Перепишите дословно из отрывка о роли идей в российской истории фрагмент от «Наиболее наглядным подтверждением» до «капризов человеческой воли.» включительно.

Исходный отрывок ->
↓↓↓

Ниже, когда мы будем рассматривать проблемы историософии России, будет рассмотрена и точка зрения, согласно которой господство «социальных идей» всегда было несчастьем русской истории, страдавшей от экспансии мессианского сознания с его обыкновением жертвовать «синицей в руке ради журавля в небе» — разрушать «дурное» настоящее ради некоторых идеальных моделей будущего. Серьезный анализ этой «заезженной» публицистами темы потребует многих усилий, поскольку упирается в решение ряда сложнейших проблем социальной философии и философии истории.
Нам предстоит понять, в частности, подпадает ли Россия под признаки идеократической социальной системы и существуют ли вообще в истории людей общества такого типа, в которых реальной осью интеграции всех сфер является автономная духовность, определяющая —в полном противоречии с утверждениями Маркса — характер той социально-экономической «надстройки», которая возвышается над «духовным базисом» (культурой как взаимосоотнесенными символическими программами поведения)?
Нам нужно будет ответить на вопрос: могут ли идеи в принципе стать «материальной силой», осуществляющей «насилие» над реальной жизнью, меняющей «естественный ход» ее развития? Или же это утверждение есть иллюзия людей, не понимающих, что духовное в жизни общества при всей своей видимой активности всегда есть «инобытие» практики, ее производная, хотя зачастую и неявная, функция? Может быть, правы ученые, полагающие, что за любой «самовластной» идеей всегда стоит некий практический интерес, без которого идея мертва, не способна объективироваться и социализироваться в массовом поведении людей?
Оставляя пока в стороне развернутый анализ этих и других проблем, мы можем заранее согласиться с выводом о «гипертрофии» идейного начала в российской истории, в которой практическое поведение людей в социальной, политической и даже экономической областях находилось под огромным влиянием идеологических схем, нередко оказываясь их прямой проекцией.
Наиболее наглядным подтверждением сказанному является, конечно же, недавняя история страны, когда значительные массы людей — от художников масштаба Маяковского и Шолохова до пресловутых ленинских кухарок — отпав от христианства, обрели, по сути, новую религию, которая регламентировала повседневную жизнь в значительно большей степени, чем традиционные верования. По иронии истории этой «религией», фетишем слепого или полуслепого верования, оказался атеистический марксизм, задуманный своими создателями как строго научная теория, исходящая из идеи «естественноисторического хода» общественного развития, подчиненного строгим законам экономической детерминации и не терпящего капризов человеческой воли.
Как бы то ни было, именно Россия оказалась страной, в которой огромные массы людей, введенные в искушение носителями «передовой философии», под аккомпанемент теоретических суждений о «бытии. определяющем сознание», принялись с энтузиазмом кромсать это бытие, вгонять его «штыками и картечью» в предустановленные философским сознанием рамки. Чтобы понять всю нестандартность происшедшего. нужно учесть, что идеологам удалось развернуть экстатичность многомиллионных масс в весьма необычном для истории направлении — ее вектором стали не приманки «великой государственности», вдохновлявшие еще Александра Македонского, не идеи национального или религиозного возрождения, питавшие Гарибальди и Лютера, а фантастические по сути и масштабу замыслы создания невиданного в истории планетарного «земного рая» — с беспрецедентной для цивилизованного мира экономикой, социальным укладом и даже своим принципиально новым «коммунистическим» человеком. Тот факт, что вожделенное «царство свободы» закономерно оказалось переизданием старого и, увы, недоброго азиатского политаризма, не отменяет грандиозных масштабов этой исторической мутации, вырвавшейся за рамки России и распространившейся (хотя и в ином «добровольно-принудительном» порядке) на добрую треть человечества.

↑↑↑

Раздел данных ->
↓↓↓

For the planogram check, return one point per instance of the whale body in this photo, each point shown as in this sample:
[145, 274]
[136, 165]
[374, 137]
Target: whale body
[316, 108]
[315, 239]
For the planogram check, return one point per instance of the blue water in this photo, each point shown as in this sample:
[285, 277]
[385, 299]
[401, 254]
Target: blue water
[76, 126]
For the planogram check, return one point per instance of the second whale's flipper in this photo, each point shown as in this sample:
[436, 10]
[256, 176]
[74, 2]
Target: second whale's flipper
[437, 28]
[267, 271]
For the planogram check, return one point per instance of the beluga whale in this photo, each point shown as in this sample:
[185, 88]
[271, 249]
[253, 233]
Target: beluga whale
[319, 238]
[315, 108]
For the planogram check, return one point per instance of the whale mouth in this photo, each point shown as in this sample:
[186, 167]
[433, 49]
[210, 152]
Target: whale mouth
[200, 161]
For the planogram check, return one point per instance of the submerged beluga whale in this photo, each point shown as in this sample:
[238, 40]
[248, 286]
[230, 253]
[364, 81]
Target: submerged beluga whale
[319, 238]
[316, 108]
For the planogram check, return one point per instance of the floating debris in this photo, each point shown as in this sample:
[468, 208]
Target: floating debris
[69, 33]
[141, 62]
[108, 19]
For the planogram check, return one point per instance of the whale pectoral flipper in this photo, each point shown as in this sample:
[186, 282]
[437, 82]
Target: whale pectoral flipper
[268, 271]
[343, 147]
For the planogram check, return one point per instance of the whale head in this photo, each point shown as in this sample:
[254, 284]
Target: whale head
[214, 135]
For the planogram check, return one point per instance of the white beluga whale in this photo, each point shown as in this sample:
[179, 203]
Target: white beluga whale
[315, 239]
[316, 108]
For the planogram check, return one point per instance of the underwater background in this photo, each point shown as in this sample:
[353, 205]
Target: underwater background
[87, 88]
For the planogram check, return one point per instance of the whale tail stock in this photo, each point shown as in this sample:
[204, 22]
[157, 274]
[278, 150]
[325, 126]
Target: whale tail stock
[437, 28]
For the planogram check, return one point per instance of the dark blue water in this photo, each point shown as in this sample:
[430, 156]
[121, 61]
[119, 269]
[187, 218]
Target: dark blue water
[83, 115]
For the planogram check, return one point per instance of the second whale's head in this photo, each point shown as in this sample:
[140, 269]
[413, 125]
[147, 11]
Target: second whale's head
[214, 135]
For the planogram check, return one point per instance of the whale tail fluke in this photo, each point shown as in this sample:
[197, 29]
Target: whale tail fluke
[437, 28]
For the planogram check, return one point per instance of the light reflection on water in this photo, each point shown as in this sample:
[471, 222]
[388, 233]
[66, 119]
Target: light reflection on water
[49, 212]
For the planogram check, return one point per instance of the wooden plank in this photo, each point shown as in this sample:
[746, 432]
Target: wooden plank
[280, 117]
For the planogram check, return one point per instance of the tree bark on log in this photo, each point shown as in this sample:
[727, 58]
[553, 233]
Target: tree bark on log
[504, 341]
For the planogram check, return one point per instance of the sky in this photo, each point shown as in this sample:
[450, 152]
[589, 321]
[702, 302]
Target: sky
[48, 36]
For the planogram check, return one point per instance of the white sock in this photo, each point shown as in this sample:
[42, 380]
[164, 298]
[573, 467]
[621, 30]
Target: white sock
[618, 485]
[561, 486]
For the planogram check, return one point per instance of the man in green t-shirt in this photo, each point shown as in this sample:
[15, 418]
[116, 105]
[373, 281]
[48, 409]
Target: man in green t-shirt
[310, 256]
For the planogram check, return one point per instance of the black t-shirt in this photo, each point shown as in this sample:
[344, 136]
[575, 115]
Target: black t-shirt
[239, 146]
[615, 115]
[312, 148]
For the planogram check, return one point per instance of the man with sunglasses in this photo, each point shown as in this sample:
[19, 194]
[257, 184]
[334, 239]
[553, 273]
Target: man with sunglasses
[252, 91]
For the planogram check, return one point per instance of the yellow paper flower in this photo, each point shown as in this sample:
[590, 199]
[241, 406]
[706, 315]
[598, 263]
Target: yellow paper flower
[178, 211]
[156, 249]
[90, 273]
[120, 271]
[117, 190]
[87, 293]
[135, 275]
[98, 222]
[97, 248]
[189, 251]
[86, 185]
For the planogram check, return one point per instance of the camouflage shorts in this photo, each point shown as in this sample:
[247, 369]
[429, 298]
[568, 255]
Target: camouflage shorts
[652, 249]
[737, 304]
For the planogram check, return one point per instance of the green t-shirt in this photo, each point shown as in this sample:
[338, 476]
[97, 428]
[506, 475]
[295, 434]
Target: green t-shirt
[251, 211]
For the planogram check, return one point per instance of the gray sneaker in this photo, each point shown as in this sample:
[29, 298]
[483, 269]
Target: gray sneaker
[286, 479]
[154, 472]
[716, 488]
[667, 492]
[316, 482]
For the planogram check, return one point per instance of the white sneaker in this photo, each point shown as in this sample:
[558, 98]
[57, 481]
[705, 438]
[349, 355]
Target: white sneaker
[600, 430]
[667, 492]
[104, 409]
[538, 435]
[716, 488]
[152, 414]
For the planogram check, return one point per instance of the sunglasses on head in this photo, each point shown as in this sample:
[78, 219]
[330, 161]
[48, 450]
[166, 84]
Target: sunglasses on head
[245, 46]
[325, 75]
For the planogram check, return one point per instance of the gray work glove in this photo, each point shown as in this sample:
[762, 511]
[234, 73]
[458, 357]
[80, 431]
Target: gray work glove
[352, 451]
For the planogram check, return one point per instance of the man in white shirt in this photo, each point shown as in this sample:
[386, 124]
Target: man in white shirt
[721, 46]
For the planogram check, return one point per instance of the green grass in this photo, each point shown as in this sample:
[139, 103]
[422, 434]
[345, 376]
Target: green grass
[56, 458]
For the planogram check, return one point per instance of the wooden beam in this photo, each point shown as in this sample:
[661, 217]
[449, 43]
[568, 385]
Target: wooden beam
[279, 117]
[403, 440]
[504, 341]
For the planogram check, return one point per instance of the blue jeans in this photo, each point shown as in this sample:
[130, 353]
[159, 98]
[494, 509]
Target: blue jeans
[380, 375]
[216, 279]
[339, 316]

↑↑↑

Ответ ниже ->
Наиболее наглядным подтверждением сказанному является, конечно же, недавняя история страны, когда значительные массы людей — от художников масштаба Маяковского и Шолохова до пресловутых ленинских кухарок — отпав от христианства, обрели, по сути, новую религию, которая регламентировала повседневную жизнь в значительно большей степени, чем традиционные верования. По иронии истории этой «религией», фетишем слепого или полуслепого верования, оказался атеистический марксизм, задуманный своими создателями как строго научная теория, исходящая из идеи «естественноисторического хода» общественного развития, подчиненного строгим законам экономической детерминации и не терпящего капризов человеческой воли.